**RECORDS SHOWN**
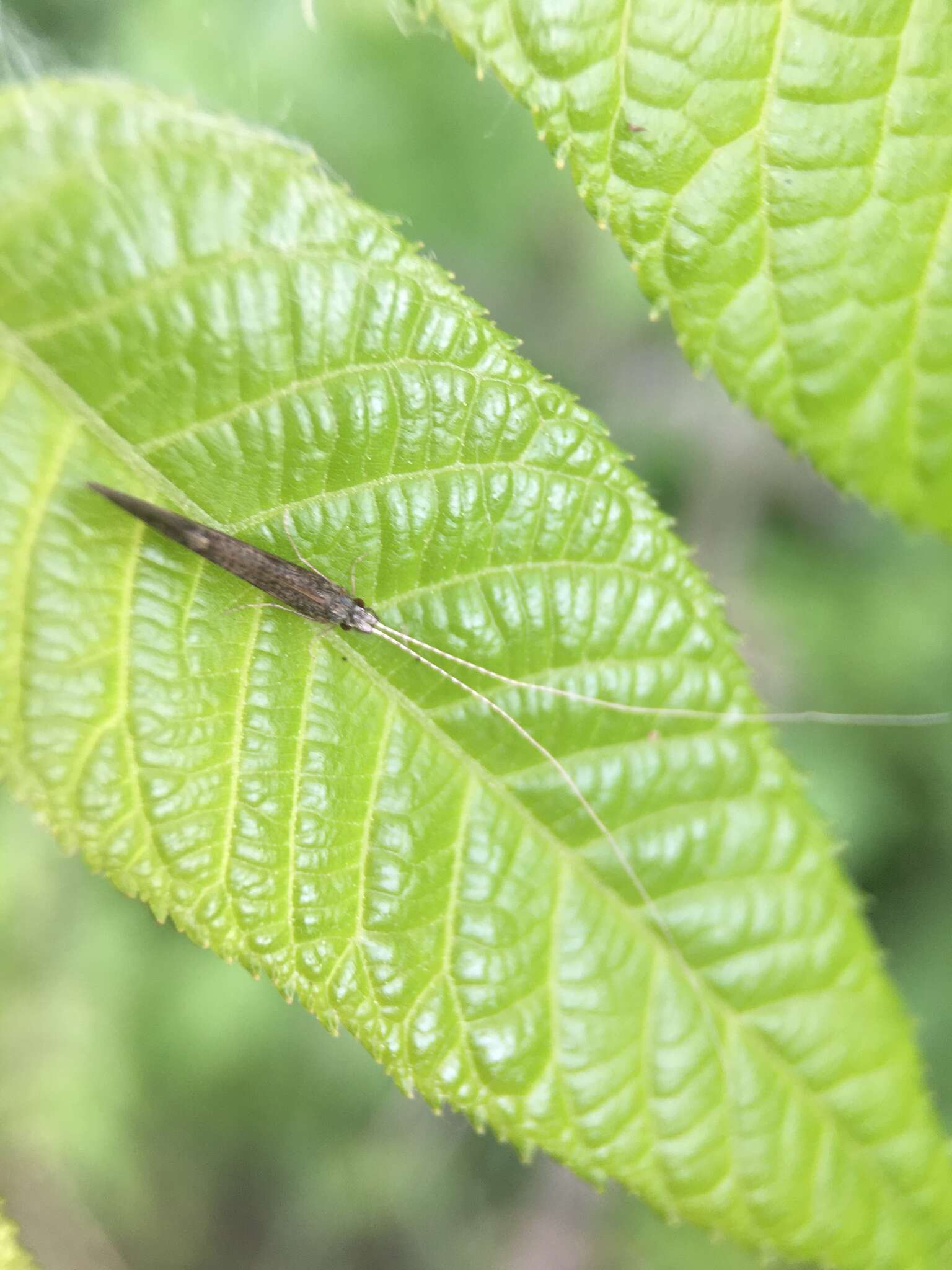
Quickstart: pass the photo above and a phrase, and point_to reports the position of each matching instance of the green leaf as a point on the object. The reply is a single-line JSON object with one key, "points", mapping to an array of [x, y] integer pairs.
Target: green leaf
{"points": [[12, 1255], [192, 311], [781, 175]]}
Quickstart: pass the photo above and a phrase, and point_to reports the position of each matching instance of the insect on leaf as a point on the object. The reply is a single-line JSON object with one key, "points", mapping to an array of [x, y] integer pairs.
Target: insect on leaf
{"points": [[195, 314]]}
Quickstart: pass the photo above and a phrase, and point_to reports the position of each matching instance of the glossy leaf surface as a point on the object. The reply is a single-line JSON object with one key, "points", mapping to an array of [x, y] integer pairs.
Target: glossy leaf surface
{"points": [[781, 174], [191, 311]]}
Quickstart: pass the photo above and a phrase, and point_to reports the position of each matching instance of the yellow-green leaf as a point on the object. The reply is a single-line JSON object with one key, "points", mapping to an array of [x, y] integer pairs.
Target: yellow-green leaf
{"points": [[192, 311]]}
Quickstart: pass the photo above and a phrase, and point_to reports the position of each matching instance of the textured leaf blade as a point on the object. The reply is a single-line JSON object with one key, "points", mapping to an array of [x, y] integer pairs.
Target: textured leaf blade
{"points": [[193, 313], [781, 177]]}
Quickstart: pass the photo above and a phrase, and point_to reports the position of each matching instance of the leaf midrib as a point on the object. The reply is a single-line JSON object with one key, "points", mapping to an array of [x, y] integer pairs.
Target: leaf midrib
{"points": [[868, 1153]]}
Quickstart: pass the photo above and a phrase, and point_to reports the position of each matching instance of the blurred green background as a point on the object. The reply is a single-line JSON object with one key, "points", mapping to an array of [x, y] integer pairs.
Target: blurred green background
{"points": [[159, 1109]]}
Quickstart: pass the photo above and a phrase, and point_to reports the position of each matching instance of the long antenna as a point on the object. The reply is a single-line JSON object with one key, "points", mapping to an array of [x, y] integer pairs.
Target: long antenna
{"points": [[824, 717], [658, 918]]}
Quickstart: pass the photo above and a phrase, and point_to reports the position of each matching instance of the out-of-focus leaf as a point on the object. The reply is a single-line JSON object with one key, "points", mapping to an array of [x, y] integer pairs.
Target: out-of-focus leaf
{"points": [[12, 1255], [191, 310]]}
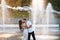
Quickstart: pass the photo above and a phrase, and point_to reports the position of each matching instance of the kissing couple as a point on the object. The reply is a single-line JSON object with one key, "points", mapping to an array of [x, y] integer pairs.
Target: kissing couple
{"points": [[27, 28]]}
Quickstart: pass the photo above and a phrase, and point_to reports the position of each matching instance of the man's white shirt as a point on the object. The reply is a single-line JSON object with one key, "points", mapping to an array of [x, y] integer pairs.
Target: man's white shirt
{"points": [[29, 29]]}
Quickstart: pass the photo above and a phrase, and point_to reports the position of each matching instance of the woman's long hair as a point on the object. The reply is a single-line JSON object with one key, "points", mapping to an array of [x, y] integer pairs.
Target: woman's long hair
{"points": [[20, 22]]}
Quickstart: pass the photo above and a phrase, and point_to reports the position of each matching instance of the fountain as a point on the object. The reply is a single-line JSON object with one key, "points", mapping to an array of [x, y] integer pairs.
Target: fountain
{"points": [[38, 12]]}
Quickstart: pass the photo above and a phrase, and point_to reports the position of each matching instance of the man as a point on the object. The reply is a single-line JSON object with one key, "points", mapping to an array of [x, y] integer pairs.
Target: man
{"points": [[30, 29]]}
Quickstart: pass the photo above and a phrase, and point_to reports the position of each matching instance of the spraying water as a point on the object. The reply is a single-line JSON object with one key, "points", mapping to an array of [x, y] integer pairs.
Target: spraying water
{"points": [[3, 10]]}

**WHAT IS NEEDED**
Can you convert the records, from the line containing "of the woman's" through the end of the records (inclusive), into a JSON list of strings with one string per line and blank lines omitted?

**EXERCISE RESULT**
[
  "Quickstart: pass the photo above and a phrase, and point_to reports the position of each matching instance of the woman's long hair as a point on the object. The reply is a single-line JSON object with one key, \"points\", mapping to an array of [x, y] integer pairs.",
  "Target: woman's long hair",
  "{\"points\": [[20, 22]]}",
  "Quickstart: pass the photo above and a phrase, and point_to reports the position of each matching instance of the fountain as a point on the object. The reply is a single-line JSON object with one key, \"points\", mapping to an array of [x, y] integer pairs.",
  "Target: fountain",
  "{\"points\": [[38, 12]]}",
  "Quickstart: pass the photo above and a phrase, and point_to reports the position of each matching instance of the man as a point on the object. The reply is a single-line JSON object with one key, \"points\", mapping to an array of [x, y] integer pairs.",
  "Target: man",
  "{\"points\": [[30, 29]]}",
  "Quickstart: pass the photo above and a phrase, and point_to reports the position of each matching instance of the spraying water as a point on the object. The reply is a single-line JSON object with one key, \"points\", mapping to an array of [x, y] integer pairs.",
  "Target: spraying water",
  "{\"points\": [[3, 10]]}"
]